TASK TO CARRY OUT:
Below is a listing to copy exactly; no image goes into the copy.

GIVEN DATA:
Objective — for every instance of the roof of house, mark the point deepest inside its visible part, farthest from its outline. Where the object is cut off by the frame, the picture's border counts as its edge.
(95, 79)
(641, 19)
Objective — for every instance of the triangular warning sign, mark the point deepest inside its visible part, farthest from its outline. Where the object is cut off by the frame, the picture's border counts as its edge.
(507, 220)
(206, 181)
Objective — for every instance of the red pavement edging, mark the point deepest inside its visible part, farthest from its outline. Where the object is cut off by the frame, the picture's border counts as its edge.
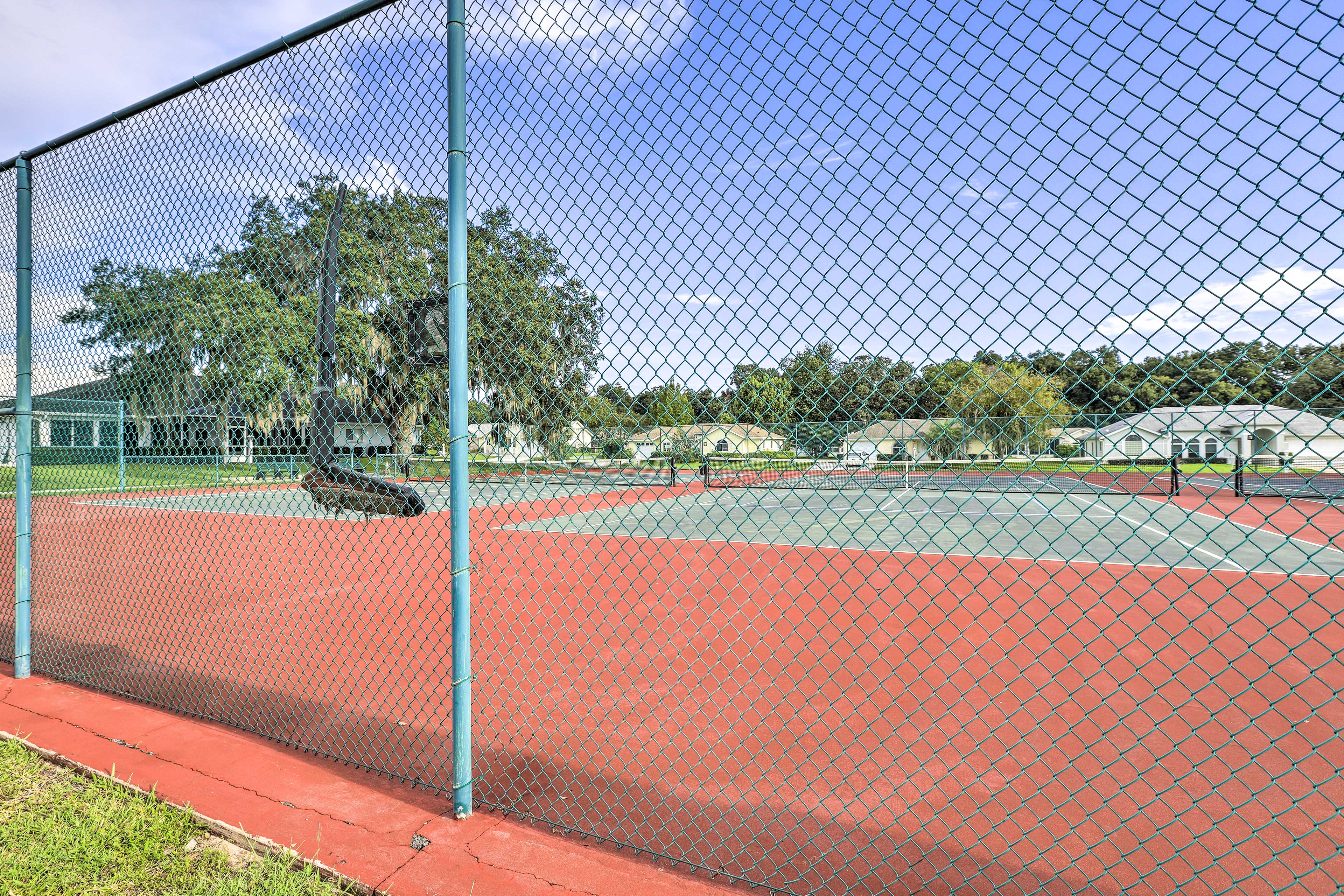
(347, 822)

EXERCISE ANSWER:
Objective — for every instance of the roof of house, mark the point deepest inside its visible part, farthest from its outline. Where the object is cut off by the frame, the picture's border counts as its edge.
(95, 79)
(641, 19)
Objective — for every instance of the triangular warning sign, mark the point deepest inside its visible part, farthest from its outline. Where the object is cut off by the frame, the picture's border counts as its edge.
(507, 220)
(206, 181)
Objective — for every instance of the red pavement edging, mark the point deepest inside its visible part, farthest from its outline. Where the object is cut off by the frame, the picture's border counts as its edge.
(347, 822)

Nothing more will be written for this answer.